◆ **Your objective**:
From the North Adams article, copy everything from "Blackmer also noted" down to "and performance space." word for word.

◆ **Study text**:

=== Begin Enclosure ===

NORTH ADAMS — A snowstorm, three water main breaks, a leak in the roof at City Hall and a surge of COVID-19.
The first few weeks of Mayor Jennifer Macksey’s term have been busy and filled with some unexpected issues.
“The last three weeks, we’ve spent a lot of time managing weather, managing COVID and really talking to people about some of their concerns or fears in the community,” Macksey said. “We’ve gotten a lot of good calls. And we’ve gotten a lot of calls that we need to work on some areas. And when I talk about areas, it’s mostly around our infrastructure.”
She’s also been occupied with some more predictable issues, like figuring out how to spend American Rescue Plan Act funds and deciding what her move is on the Mohawk Theater’s pending sale.
Some of the biggest adjustments for her to the job: carrying two cellphones — a personal one and a work one — and responding to the title of “mayor.” At the grocery store, she said, people will say “mayor, mayor” and it takes her a second to realize they are talking to her.
“I’m ready for this,” she said while sitting in her corner office that overlooks Main Street on a recent morning. There is a photo of her dog, Lawson, an adopted silver lab, and a framed article behind her that reads “Macksey makes history with North Adams win” from the day after her election.
“I’m in the chair,” she said. “And we’ve got lots of work to do.”
She’s picking up on projects former Mayor Tom Bernard started, like figuring out how to spend ARPA funding, which can be used for several years.
“I want this money to be spent on long-term fixes, not short-term, plugs in the boat, so to say. So most of my thought is going to be on infrastructure,” Macksey said.
“There’s a lot of infrastructure needs. They’re not the sexy kind of headline projects, but they’re important. And my focus is just we’re making a laundry list, and we’re gonna prioritize, and we’re gonna put it out there, these are our needs, these are the dollars we can assign. And then when we run out of money, we look for a next batch of money.”
City Council President Lisa Blackmer agrees that infrastructure needs, like addressing the water and sewer system and public safety building, are key in the city. “I think infrastructure is important,” she said.
Blackmer also noted that Macksey is working to fill several empty positions. “I appreciate that,” she said. “I think that’s really important.”
Future of the Mohawk Theater
Another major unresolved project: the sale of the Mohawk Theater.
Last year, Veselko Buntic, of Dowlin Building LLC, submitted the only proposal to purchase the theater for $21,000 and turn it into a multipurpose event and performance space.

=== End Enclosure ===

◆ **Entries provided**:
=== Begin Enclosure ===

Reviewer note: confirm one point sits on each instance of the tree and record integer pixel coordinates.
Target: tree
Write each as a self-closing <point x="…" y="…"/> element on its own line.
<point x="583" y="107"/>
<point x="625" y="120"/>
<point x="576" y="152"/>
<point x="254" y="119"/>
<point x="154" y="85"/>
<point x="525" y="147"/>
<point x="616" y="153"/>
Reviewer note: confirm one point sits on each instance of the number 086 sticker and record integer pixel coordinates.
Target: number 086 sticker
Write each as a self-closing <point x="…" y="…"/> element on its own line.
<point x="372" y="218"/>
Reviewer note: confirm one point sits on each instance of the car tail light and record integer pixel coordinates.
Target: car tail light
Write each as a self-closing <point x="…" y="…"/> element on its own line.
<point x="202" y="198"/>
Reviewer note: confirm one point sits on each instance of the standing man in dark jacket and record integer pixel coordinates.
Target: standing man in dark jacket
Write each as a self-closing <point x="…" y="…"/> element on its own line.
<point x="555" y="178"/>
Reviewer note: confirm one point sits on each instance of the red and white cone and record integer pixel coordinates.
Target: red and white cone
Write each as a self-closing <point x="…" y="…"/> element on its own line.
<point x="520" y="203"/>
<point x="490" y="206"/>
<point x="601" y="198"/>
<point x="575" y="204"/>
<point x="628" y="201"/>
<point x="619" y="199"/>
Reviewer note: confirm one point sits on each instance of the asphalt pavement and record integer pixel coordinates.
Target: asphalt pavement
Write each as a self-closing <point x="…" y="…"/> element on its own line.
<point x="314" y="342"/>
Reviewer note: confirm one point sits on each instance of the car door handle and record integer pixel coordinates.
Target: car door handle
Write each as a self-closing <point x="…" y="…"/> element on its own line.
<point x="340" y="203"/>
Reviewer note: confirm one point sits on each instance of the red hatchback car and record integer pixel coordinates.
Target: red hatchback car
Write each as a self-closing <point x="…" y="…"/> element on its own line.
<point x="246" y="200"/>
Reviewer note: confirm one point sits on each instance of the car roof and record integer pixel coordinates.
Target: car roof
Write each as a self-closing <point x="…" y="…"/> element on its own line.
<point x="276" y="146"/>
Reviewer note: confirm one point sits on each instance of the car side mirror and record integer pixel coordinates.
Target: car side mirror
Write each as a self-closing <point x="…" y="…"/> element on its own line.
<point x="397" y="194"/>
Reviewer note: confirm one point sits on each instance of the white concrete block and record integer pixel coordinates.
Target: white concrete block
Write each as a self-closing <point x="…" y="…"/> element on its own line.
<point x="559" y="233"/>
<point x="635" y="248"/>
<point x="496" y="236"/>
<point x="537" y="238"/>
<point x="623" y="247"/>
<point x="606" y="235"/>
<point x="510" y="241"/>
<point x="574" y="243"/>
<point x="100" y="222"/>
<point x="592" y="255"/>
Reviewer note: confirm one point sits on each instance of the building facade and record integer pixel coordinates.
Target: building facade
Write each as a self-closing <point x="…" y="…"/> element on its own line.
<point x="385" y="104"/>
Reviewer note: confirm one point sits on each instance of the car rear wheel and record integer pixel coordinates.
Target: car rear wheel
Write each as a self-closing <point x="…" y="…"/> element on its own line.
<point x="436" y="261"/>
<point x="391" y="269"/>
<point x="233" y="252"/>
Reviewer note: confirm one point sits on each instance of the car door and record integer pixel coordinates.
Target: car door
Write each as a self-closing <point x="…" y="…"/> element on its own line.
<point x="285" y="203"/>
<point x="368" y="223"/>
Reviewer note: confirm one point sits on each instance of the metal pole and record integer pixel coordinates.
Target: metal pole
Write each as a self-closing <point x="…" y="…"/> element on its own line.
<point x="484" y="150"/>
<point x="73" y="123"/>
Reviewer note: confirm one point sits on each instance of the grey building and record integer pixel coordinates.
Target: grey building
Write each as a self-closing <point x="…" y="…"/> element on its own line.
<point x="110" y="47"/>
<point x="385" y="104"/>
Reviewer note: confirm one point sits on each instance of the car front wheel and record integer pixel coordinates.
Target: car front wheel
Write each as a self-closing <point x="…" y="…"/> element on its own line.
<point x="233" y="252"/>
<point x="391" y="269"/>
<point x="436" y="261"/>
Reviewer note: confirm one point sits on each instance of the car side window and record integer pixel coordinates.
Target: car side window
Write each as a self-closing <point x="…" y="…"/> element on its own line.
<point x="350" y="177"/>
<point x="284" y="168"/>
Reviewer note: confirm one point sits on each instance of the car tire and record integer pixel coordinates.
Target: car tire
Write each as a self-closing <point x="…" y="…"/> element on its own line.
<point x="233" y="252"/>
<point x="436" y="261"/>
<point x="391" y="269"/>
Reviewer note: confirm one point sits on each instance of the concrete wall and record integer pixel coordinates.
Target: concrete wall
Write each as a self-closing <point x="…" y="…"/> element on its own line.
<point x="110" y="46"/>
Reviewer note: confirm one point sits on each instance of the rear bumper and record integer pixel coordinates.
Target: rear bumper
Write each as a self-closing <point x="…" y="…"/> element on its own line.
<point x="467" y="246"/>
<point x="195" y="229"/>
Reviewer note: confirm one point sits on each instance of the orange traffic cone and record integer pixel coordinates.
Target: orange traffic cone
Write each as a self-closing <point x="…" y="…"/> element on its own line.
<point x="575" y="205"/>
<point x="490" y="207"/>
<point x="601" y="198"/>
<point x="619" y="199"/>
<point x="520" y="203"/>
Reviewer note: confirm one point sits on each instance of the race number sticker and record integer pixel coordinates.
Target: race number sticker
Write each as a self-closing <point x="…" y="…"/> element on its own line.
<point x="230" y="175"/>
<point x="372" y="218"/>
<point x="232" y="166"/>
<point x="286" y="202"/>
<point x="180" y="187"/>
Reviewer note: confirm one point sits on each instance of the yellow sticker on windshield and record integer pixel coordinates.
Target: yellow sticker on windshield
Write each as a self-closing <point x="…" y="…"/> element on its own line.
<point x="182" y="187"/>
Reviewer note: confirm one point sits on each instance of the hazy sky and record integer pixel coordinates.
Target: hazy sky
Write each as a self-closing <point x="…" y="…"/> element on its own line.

=== End Enclosure ===

◆ **Exercise result**:
Blackmer also noted that Macksey is working to fill several empty positions. “I appreciate that,” she said. “I think that’s really important.”
Future of the Mohawk Theater
Another major unresolved project: the sale of the Mohawk Theater.
Last year, Veselko Buntic, of Dowlin Building LLC, submitted the only proposal to purchase the theater for $21,000 and turn it into a multipurpose event and performance space.